TAREFAS A FAZER —
1. Reproduza um trecho do texto sobre as enchentes no Rio Grande do Sul. Comece nas palavras "Nesse cenário, ganha" e pare depois de "seus supermercados gaúchos.".
2. Responda com base no texto sobre as enchentes no Rio Grande do Sul:
(a) Que percentual dos municípios foi afetado pelas fortes chuvas?
(b) Quantas viagens as aeronaves dedicadas por Luciano Hang já realizaram?
(c) O que o Carrefour fez em seus supermercados gaúchos?
3. Dê sequência ao texto sobre as enchentes no Rio Grande do Sul a partir da última frase.

TRECHO DO TEXTO —
▬▬▬▬▬▬

Muitos querem ajudar. Alguns querem tirar proveito da situação. E o estado? Bem, ele só quer atrapalhar mesmo.
Em situações desesperadoras, é comum acontecer de vermos o melhor e o pior da humanidade aflorarem, se tornarem mais evidentes. Nos últimos dias, temos acompanhado esse fenômeno com mais clareza, no Rio Grande do Sul - estado que se tornou palco de uma das maiores tragédias humanitárias da história brasileira. Os números são assustadores: 85% dos municípios foram afetados pelas fortes chuvas. Até o momento, já foram contabilizados 116 mortos - mas esse número, infelizmente, vai aumentar. Há, pelo menos, 134 pessoas ainda desaparecidas. O número de desalojados ultrapassa os 300 mil. Ou seja: ainda há muito a ser feito por lá - trabalho para muitos anos, sem dúvidas.
Nesse cenário, ganha destaque o que há de melhor nas pessoas - e os exemplos se multiplicam. Vimos, por exemplo, o Neymar - nosso querido Adulto Ney, orgulho dos libertários, se é que você me entende - usando seu avião particular para transportar toneladas de doações para as vítimas das enchentes. Também acompanhamos as ações de Luciano Hang, que decidiu doar tudo o que sobrou da unidade da Havan afetada pelas enchentes, além de dedicar 2 aeronaves para os resgates. Por sinal, essas aeronaves já realizaram mais de 300 viagens! O Carrefour também fez sua parte, congelando todos os preços em seus supermercados gaúchos.
Porém, quem realmente faz a diferença são os incontáveis heróis anônimos - uma multidão de pessoas que dedicaram seu tempo, recursos, patrimônio e esforços, para salvar pessoas e bichos, e para trazer conforto às vítimas. Também os voluntários de todo o país têm se esforçado para juntar doações e transportá-las até as regiões afetadas. Esqueça aquele esquerdista babaca que falou que a Madonna uniu o país. Foi mesmo a tragédia no Rio Grande do Sul que nos tornou todos mais irmãos.
Porém, como é comum nesta vida, nem tudo são flores: momentos de calamidade e tensão social também despertam, ainda que numa menor escala, o que há de pior no ser humano. Neste caso, estamos falando daqueles que se aproveitam da vulnerabilidade alheia para agir de forma bárbara, criminosa e covarde. Conforme testemunhado inclusive por vídeos que circularam nas redes sociais, em várias localidades, no Rio Grande do Sul, ocorreram crimes grotescos, em meio à extensa maioria de boas ações.

▬▬▬▬▬▬

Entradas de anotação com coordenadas
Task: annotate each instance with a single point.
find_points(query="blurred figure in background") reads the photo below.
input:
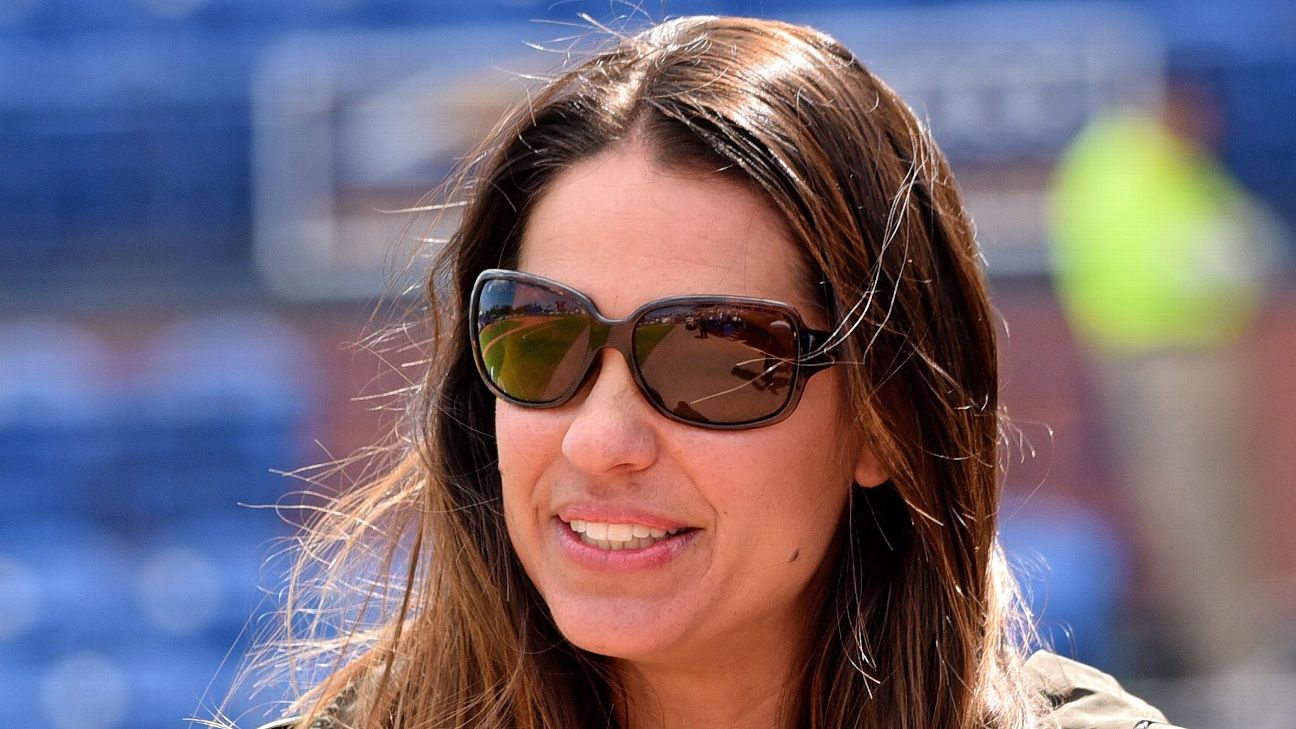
(1160, 260)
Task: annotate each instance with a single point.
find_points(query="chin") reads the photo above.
(616, 632)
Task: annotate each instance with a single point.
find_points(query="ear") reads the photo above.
(868, 471)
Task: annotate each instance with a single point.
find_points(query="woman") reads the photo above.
(721, 444)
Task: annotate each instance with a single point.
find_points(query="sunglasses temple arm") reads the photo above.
(817, 357)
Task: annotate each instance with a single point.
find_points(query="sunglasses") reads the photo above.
(710, 361)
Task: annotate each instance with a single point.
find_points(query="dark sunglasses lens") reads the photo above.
(533, 341)
(717, 363)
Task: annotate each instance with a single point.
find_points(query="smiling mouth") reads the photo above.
(618, 536)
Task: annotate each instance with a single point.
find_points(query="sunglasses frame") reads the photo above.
(809, 358)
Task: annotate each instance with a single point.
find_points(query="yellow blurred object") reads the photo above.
(1151, 240)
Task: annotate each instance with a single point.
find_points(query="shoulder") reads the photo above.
(1084, 697)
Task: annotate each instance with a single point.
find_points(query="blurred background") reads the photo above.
(193, 228)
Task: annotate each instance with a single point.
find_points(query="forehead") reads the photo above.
(626, 230)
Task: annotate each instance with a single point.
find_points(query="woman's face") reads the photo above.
(756, 510)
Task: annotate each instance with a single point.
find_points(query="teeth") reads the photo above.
(618, 536)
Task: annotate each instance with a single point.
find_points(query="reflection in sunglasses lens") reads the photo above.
(717, 363)
(704, 362)
(533, 341)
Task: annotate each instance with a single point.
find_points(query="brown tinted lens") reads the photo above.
(534, 341)
(717, 363)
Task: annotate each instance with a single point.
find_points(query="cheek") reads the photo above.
(524, 444)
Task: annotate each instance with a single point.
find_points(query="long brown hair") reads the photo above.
(919, 628)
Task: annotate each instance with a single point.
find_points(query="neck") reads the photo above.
(735, 694)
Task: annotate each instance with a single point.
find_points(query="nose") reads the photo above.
(612, 428)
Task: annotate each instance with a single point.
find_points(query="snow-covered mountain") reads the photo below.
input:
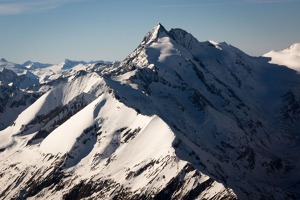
(177, 119)
(289, 57)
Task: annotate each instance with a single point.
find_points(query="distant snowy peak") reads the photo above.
(34, 65)
(289, 57)
(68, 64)
(158, 31)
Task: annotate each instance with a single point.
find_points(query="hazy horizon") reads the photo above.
(52, 30)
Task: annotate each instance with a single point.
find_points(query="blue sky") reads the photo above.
(52, 30)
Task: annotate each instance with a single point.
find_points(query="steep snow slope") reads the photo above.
(14, 97)
(105, 150)
(229, 119)
(289, 57)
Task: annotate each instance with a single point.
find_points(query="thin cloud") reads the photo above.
(13, 7)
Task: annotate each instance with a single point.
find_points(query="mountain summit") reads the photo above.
(177, 119)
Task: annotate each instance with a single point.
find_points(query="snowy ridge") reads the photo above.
(176, 119)
(289, 57)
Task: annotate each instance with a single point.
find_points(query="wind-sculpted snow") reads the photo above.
(177, 119)
(289, 57)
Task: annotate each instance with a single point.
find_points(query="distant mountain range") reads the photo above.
(176, 119)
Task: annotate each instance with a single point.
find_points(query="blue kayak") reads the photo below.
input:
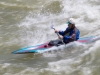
(45, 47)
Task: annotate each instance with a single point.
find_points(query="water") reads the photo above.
(25, 23)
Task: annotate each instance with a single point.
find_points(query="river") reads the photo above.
(27, 22)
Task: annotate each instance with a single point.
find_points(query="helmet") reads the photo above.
(70, 21)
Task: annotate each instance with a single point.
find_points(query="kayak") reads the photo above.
(45, 47)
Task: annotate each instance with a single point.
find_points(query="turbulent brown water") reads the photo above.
(27, 22)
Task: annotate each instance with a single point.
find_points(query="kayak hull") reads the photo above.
(44, 47)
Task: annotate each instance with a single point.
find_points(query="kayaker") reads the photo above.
(71, 34)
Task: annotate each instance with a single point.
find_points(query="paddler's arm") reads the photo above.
(62, 32)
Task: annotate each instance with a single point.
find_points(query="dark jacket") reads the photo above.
(70, 34)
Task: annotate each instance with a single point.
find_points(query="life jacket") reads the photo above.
(69, 32)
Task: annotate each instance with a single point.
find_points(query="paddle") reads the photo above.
(52, 27)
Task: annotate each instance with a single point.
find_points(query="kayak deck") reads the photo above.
(45, 47)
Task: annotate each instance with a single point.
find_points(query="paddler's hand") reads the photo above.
(60, 37)
(56, 31)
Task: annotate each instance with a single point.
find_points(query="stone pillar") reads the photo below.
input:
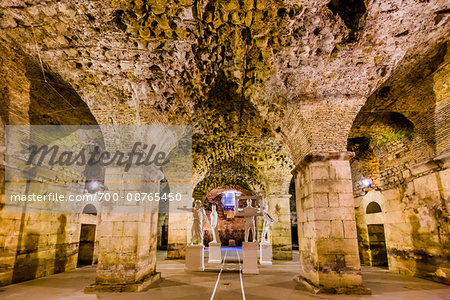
(178, 235)
(328, 248)
(127, 234)
(280, 232)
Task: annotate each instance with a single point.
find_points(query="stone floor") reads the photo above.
(273, 282)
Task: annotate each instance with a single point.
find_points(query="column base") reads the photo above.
(305, 284)
(195, 258)
(128, 287)
(215, 253)
(250, 264)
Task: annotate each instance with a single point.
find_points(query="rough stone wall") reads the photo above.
(410, 144)
(33, 245)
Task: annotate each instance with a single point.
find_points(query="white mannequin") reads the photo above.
(214, 218)
(268, 221)
(197, 225)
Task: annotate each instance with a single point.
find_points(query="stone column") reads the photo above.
(329, 259)
(280, 233)
(128, 233)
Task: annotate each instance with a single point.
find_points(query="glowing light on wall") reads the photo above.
(228, 199)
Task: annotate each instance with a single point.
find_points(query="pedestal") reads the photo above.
(215, 253)
(250, 258)
(194, 258)
(265, 254)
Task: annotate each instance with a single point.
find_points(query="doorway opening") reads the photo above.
(87, 244)
(377, 245)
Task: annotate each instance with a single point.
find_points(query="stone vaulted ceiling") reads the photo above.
(248, 75)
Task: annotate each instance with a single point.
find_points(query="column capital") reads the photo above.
(322, 156)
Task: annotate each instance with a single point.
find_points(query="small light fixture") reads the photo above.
(94, 186)
(366, 182)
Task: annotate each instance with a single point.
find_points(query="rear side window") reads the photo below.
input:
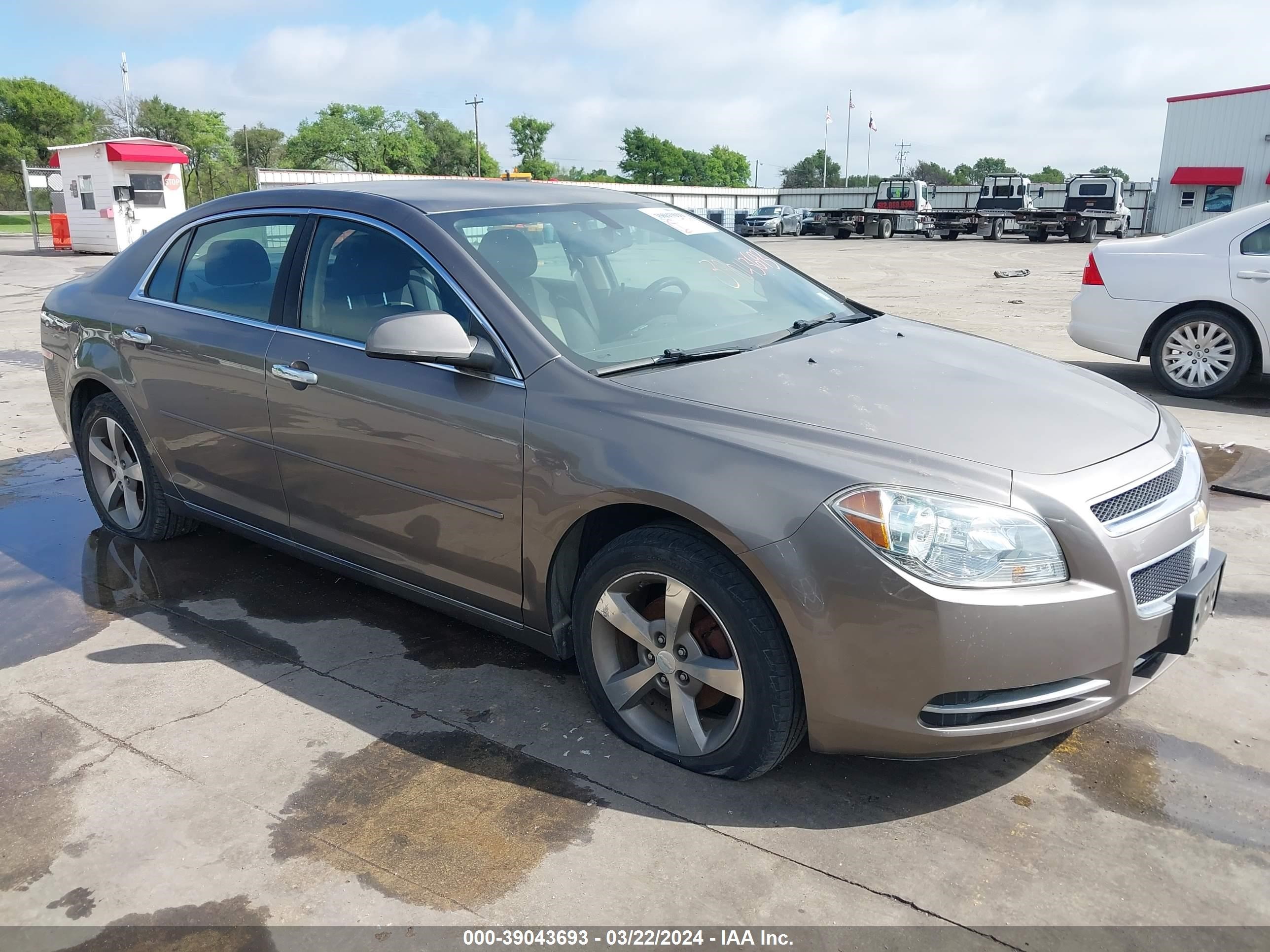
(358, 274)
(163, 282)
(1258, 243)
(233, 265)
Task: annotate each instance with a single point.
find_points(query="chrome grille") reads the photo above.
(1164, 578)
(1142, 495)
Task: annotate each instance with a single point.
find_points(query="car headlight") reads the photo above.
(954, 541)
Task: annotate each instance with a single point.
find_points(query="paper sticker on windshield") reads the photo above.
(680, 221)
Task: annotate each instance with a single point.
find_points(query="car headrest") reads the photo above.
(510, 253)
(369, 265)
(237, 262)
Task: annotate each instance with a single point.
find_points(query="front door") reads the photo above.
(409, 469)
(1250, 273)
(199, 384)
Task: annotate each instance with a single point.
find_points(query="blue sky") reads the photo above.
(1088, 89)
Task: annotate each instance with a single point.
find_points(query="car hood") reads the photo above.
(927, 387)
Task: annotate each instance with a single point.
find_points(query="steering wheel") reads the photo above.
(662, 285)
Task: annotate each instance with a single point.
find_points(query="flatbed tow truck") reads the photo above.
(903, 206)
(1094, 205)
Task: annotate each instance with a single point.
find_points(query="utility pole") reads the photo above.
(903, 151)
(127, 108)
(475, 104)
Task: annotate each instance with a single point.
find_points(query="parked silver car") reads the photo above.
(775, 220)
(751, 508)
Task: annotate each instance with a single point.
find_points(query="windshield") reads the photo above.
(611, 283)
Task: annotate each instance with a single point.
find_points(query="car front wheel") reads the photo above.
(1200, 353)
(121, 477)
(684, 658)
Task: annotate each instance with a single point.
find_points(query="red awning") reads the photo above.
(1208, 175)
(146, 153)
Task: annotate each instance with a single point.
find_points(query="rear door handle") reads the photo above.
(300, 376)
(136, 336)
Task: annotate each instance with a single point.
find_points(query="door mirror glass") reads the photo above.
(432, 337)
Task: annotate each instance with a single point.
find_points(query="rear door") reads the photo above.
(1250, 273)
(409, 469)
(199, 384)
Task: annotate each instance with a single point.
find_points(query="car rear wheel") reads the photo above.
(682, 655)
(1202, 353)
(121, 477)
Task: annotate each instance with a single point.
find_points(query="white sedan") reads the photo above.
(1196, 301)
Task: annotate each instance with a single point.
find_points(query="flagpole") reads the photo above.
(846, 162)
(825, 170)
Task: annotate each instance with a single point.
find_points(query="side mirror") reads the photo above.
(432, 337)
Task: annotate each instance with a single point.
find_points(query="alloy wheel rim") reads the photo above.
(1198, 354)
(115, 469)
(667, 664)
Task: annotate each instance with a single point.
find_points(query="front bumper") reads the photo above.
(876, 646)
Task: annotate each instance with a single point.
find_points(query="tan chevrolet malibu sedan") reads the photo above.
(750, 508)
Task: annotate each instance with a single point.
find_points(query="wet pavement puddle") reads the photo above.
(444, 819)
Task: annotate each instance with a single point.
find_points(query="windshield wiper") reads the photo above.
(669, 357)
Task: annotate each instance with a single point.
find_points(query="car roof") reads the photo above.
(465, 195)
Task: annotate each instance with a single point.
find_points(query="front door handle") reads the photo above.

▬▬▬▬▬▬

RESPOSTAS POR TAREFA —
1.
Nesse cenário, ganha destaque o que há de melhor nas pessoas - e os exemplos se multiplicam. Vimos, por exemplo, o Neymar - nosso querido Adulto Ney, orgulho dos libertários, se é que você me entende - usando seu avião particular para transportar toneladas de doações para as vítimas das enchentes. Também acompanhamos as ações de Luciano Hang, que decidiu doar tudo o que sobrou da unidade da Havan afetada pelas enchentes, além de dedicar 2 aeronaves para os resgates. Por sinal, essas aeronaves já realizaram mais de 300 viagens! O Carrefour também fez sua parte, congelando todos os preços em seus supermercados gaúchos.

2.
(a) 85% dos municípios.
(b) Mais de 300 viagens.
(c) Congelou todos os preços.

3.
O bairro de Mathias Velho, no município de Canoas, é um dos exemplos mais marcantes nesse sentido. O bairro tem sofrido bastante, como o restante da região: fortes enchentes, carência de recursos, energia elétrica cortada, e a lista prossegue. Atualmente, mais de 20 mil pessoas estão desabrigadas por lá - uma multidão desesperada que foi distribuída em 88 abrigos na cidade. Porém, os moradores já sofridos estão sendo castigados, também, por uma onda de assaltos.
A coisa tem acontecido de forma metódica. Criminosos fortemente armados fingem pedir ajuda aos voluntários, que se aproximam com seus barcos e motos aquáticas, apenas para serem assaltados e verem as doações serem saqueadas. Em alguns casos, o falso socorro é solicitado por telefone. Muitos voluntários, após serem ameaçados e roubados, foram ainda deixados ilhados, ou mesmo jogados na água pelos bandidos.
Esses criminosos se aproveitaram bastante dos momentos pós-resgate, principalmente nos dias 5 e 6 de maio - quando a maior parte dos ilhados foi resgatada. Geralmente, as vítimas socorridas traziam consigo alguns pertences - o pouco que conseguiram salvar, em meio à tragédia. Pois era justamente esse pouco que os criminosos buscavam - além das doações, é claro. A situação se tornou tão crítica, que pessoas ilhadas passaram a ter medo de ser resgatadas.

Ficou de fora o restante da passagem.